◆ **SHORT TASK**
Which lines in the records below contain the word "item"? Gather every one of them and copy each line in full.

◆ **GIVEN DATA**
++++++++++++++++++++
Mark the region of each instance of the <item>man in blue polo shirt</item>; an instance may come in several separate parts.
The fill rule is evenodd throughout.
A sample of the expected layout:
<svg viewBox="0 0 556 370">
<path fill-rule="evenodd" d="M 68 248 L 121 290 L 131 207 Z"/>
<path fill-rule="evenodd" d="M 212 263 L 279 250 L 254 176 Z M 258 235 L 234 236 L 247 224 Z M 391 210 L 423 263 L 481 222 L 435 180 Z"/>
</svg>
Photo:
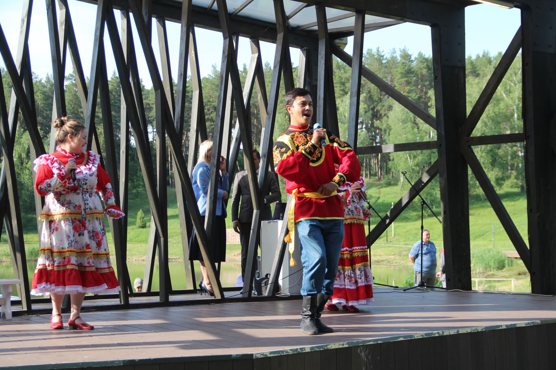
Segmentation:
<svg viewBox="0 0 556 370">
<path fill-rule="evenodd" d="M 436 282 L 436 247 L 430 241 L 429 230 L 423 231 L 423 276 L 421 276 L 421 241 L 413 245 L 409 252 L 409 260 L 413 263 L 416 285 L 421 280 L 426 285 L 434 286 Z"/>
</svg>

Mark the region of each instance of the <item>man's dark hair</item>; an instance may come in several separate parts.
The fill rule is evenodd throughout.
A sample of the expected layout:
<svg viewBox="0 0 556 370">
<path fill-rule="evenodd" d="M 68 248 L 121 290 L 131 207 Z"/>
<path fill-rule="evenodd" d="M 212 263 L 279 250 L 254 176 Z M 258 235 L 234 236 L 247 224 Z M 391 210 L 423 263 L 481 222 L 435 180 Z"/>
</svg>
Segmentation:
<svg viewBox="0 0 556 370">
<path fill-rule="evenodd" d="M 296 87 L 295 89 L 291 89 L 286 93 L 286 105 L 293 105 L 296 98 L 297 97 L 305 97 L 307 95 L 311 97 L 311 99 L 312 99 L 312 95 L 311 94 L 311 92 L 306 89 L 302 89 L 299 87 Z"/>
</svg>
++++++++++++++++++++
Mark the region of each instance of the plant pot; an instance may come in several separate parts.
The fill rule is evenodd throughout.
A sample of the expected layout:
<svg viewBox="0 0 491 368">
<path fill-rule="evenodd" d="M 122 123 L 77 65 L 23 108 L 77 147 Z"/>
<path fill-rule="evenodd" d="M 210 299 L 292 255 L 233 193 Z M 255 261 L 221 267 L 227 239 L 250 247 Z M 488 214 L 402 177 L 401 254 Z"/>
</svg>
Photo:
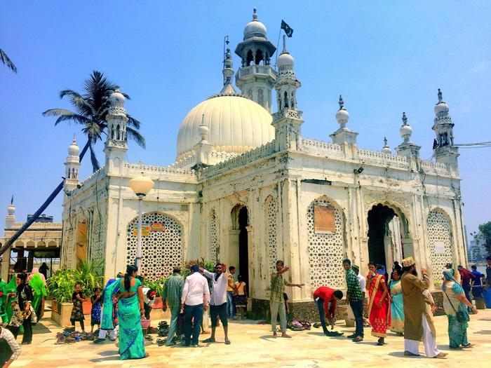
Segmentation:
++++++++++++++++++++
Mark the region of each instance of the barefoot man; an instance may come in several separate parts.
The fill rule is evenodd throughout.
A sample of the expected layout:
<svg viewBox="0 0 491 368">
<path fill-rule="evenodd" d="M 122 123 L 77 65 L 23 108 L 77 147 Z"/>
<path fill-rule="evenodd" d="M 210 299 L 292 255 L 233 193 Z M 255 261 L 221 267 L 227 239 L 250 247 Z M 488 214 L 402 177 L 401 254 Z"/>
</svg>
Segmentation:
++++++++++++++++++++
◆ **CORRECT OUTPUT**
Mark the region of each instance of the <item>man in blue polo shirt</item>; an instance may come in several separate parts.
Mark the region of each instance of the <item>man's dark hair</item>; an instance may come in several separate parts.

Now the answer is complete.